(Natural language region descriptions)
Segment Open
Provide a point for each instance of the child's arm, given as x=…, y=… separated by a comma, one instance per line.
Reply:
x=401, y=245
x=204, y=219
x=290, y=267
Segment Closed
WHAT YOU HAVE TO DO: Please return the data above exactly as given.

ANSWER TO THE EXERCISE:
Provide a point for each instance of the child's arm, given as x=…, y=… separated by a comma, one instance per line.
Reply:
x=401, y=245
x=204, y=219
x=290, y=267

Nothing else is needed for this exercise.